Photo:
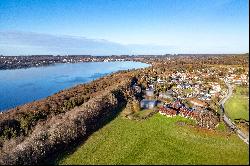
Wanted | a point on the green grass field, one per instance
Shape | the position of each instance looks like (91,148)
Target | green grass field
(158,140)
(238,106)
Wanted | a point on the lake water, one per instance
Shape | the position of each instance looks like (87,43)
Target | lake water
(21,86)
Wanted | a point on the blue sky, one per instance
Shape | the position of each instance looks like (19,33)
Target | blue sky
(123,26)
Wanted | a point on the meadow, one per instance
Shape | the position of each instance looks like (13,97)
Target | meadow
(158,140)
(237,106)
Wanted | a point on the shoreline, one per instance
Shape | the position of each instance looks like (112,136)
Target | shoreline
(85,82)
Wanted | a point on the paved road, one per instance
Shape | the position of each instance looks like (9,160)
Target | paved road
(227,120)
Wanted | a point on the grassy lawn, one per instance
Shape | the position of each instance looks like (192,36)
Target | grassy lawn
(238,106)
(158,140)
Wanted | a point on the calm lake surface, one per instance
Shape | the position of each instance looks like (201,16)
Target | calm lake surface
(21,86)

--------------------------------

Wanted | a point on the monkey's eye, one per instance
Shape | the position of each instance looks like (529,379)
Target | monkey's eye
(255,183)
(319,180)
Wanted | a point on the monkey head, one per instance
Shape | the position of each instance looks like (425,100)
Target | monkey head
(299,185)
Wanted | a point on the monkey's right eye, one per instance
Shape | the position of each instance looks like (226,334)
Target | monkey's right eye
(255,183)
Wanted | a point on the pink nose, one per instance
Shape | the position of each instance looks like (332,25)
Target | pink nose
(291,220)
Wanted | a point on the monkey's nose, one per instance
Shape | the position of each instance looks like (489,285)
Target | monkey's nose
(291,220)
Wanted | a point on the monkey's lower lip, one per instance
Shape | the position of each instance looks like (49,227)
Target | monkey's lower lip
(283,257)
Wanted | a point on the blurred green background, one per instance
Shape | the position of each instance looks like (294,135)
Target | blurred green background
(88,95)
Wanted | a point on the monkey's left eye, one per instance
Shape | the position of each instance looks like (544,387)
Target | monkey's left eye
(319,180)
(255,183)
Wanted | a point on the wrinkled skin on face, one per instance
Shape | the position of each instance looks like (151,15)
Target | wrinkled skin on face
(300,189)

--------------------------------

Collect each line of the records above that contains the word "field", matching uppercase and lowercase letters exactly.

- RESULT FOR THIS EXERCISE
Wanted | a point on the green grass field, one per instance
Target | green grass field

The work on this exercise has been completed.